Kutipan Teks:
----------
Ketika pada akhirnya pengadilan memutuskan Nelson Mandela tidak bersalah pada Maret 1961, pemerintah Perdana Menteri Hendrik F. Verwoerd (arsitek dan ahli ideologi terkemuka apartheid) marah. Dia bereaksi dengan melipatgandakan tekanan terhadap warga kulit berwarna dengan mengintensifkan upaya memarjinalkan mayoritas kulit hitam dan mengabaikan peraturan hukum yang berlaku.

Amarah sang perdana menteri tidak dilawan dengan kemarahan. Mandela malah mendekati pemerintah apartheid untuk berdialog. Tak ada reaksi positif dari pemerintah. Yang dia peroleh justru hukuman kurungan penjara, hingga pada akhirnya Mandela harus memikirkan ulang strategi perjuangannya karena pada titik tertentu belum menghasilkan. Pada akhirnya, Mandela harus menentukan pilihan, damai atau perang.
----------
Tugas Tertulis:
1: Menurut kutipan tentang Mandela, kapan pengadilan memutuskan bahwa Nelson Mandela tidak bersalah?
2: Jelaskan mengapa Mandela harus memikirkan ulang strategi perjuangannya, sesuai kutipan tentang Mandela.
3: Tolong lanjutkan kutipan tentang Mandela, mulai setelah kalimat terakhirnya.

Data yang Diberikan:
----------
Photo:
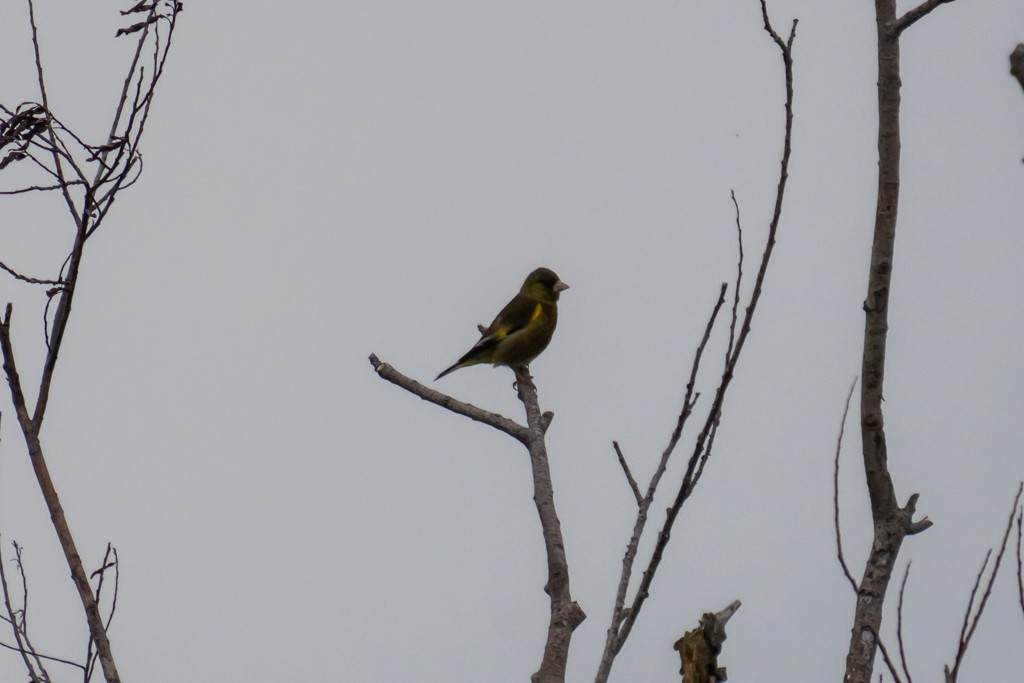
----------
Jawaban Latihan:
1: Pada Maret 1961.

2: Strategi perjuangannya pada titik tertentu belum menghasilkan. Ajakannya kepada pemerintah apartheid untuk berdialog tidak mendapat reaksi positif, dan yang ia peroleh justru hukuman kurungan penjara.

3:
Pertengahan 1961, Mandela mulai sadar bahwa taktik anti-kekerasan telah gagal. Tekadnya sekarang melawan pemerintah apartheid. Mandela memimpin sayap gerilyawan ANC (African National Congress), yang disebut Umkhonto kita Sizwe (Tombak Bangsa, atau MK) melakukan perlawanan bawah tanah.

Dia terpaksa melawan nuraninya sendiri. Dia memang mendirikan MK - kegiatannya termasuk perjalanan ke seluruh Afrika untuk mengumpulkan senjata dan dana – namun Mandela lebih suka berjuang tanpa amarah dan kekerasan. Namun apa daya, yang selama ini dikerjakan belum membuahkan hasil. Tanpa teriakan amarah, peluru dan meriampun ditembakkan. Peluru dan meriam bukan untuk membunuh warga kulit putih, tapi instalasi pemerintah dan properti milik putih.

Itulah titik balik dari upaya dialog yang dilakukan Mandela. Ketika dialog tidak ditanggapi, peluru dilepaskan, parang, tombak dan sejata tajam lainnya dikerahkan. Perjuangan melalui MK adalah upaya terakhir. Itu dilakukan untuk mencegah perjuangan anti-apartheid sekarat. Itu sebabnya perlawanannya tidak membabibuta.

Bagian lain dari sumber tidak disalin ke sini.